■ Brano del documento ■
===============

Scrivere senza poter dire è un po’ come agire senza poter sapere, seppure al contrario. Chiunque recensisca American Gods conscio degli eventi che si sviluppano nel capolavoro di Neil Gaiman si trova in antitesi rispetto a Shadow Moon: conosce l’identità del fantomatico Mr. Wednesday e le motivazioni che lo porteranno ad affrontare una battaglia decisiva, ma non potrà parlare per almeno un’altra settimana (prepariamoci a fare un bel giro sulle giostre e ragionate sul fatto che il suo nome non sia casuale), mentre il nostro protagonista non sa ancora niente. Lui, come chi si sta facendo rapire dall’ultima follia della Starz senza conoscere il romanzo che ha ispirato la Serie Tv.

Il punto di vista attraverso il quale abbiamo vissuto gli eventi dei primi due episodi è evidente: i nostri occhi sono gli stessi di Shadow, catapultato da un giorno all’altro in un universo onirico e misterioso, nel quale è al momento impossibile mettere ogni tassello al proprio posto e si è costretti ad agire lo stesso. Questa è una partita a dama che giochiamo bendati, anche se vediamo tutto con grande compiacimento. American Gods è un amplesso estetico di surrealista memoria che ci aliena, senza compromessi. Brutale nella narrazione, romantica nella visione.

===============

■ Voci ■
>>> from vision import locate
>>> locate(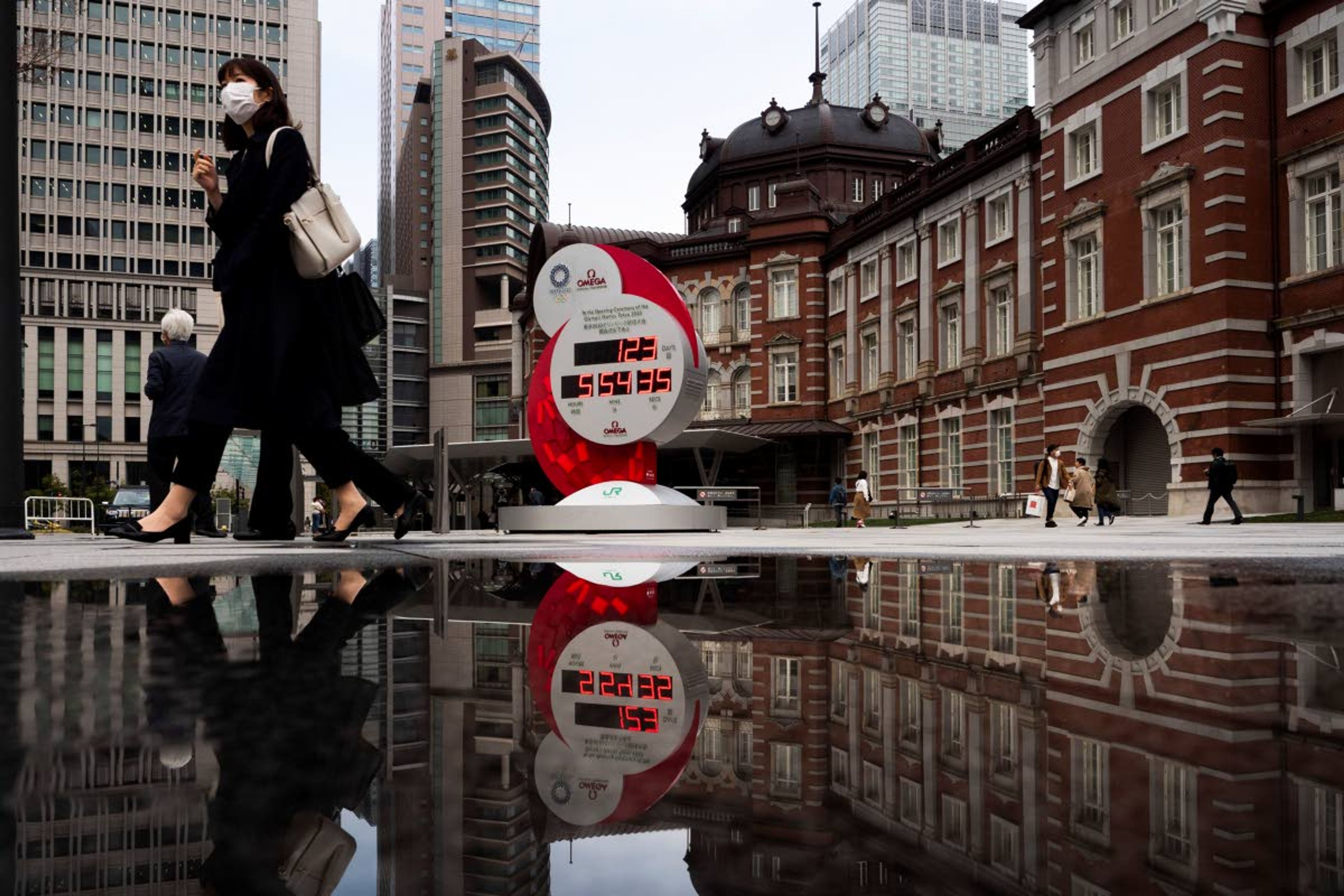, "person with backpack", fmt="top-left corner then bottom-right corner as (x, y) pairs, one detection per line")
(827, 476), (847, 529)
(1199, 449), (1242, 525)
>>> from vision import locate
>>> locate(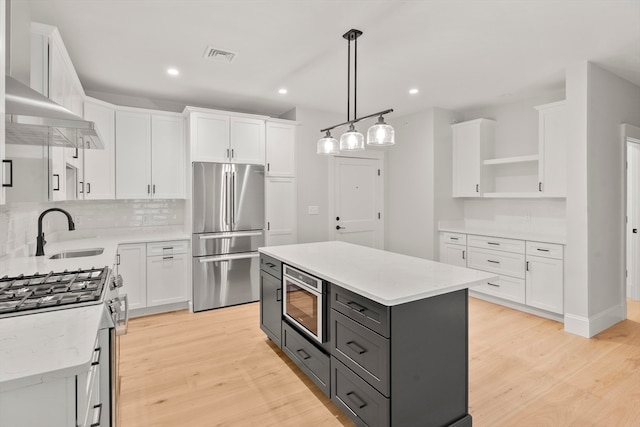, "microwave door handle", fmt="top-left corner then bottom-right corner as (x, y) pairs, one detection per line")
(199, 252), (260, 264)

===============

■ Consegna 1 ■
Nel brano su American Gods, riscrivi tutto da "Scrivere senza poter" fino a "la Serie Tv.", sostituendo "Serie Tv" con "serie televisiva".
■ Consegna 2 ■
Quali nomi di persone o di personaggi compaiono nel brano su American Gods? Elencali tutti.
■ Consegna 3 ■
Rispondi alle domande seguenti in base al brano su American Gods.
(a) Chi è l'autore del romanzo citato?
(b) Quale emittente ha prodotto la serie?
(c) Con gli occhi di quale personaggio vediamo gli eventi dei primi due episodi?
Le voci sono materiale a sé stante, distinto dal brano.

■ Risposta corretta 1 ■
Scrivere senza poter dire è un po’ come agire senza poter sapere, seppure al contrario. Chiunque recensisca American Gods conscio degli eventi che si sviluppano nel capolavoro di Neil Gaiman si trova in antitesi rispetto a Shadow Moon: conosce l’identità del fantomatico Mr. Wednesday e le motivazioni che lo porteranno ad affrontare una battaglia decisiva, ma non potrà parlare per almeno un’altra settimana (prepariamoci a fare un bel giro sulle giostre e ragionate sul fatto che il suo nome non sia casuale), mentre il nostro protagonista non sa ancora niente. Lui, come chi si sta facendo rapire dall’ultima follia della Starz senza conoscere il romanzo che ha ispirato la serie televisiva.

■ Risposta corretta 2 ■
Neil Gaiman
Shadow Moon
Mr. Wednesday

■ Risposta corretta 3 ■
(a) Neil Gaiman.
(b) La Starz.
(c) Shadow.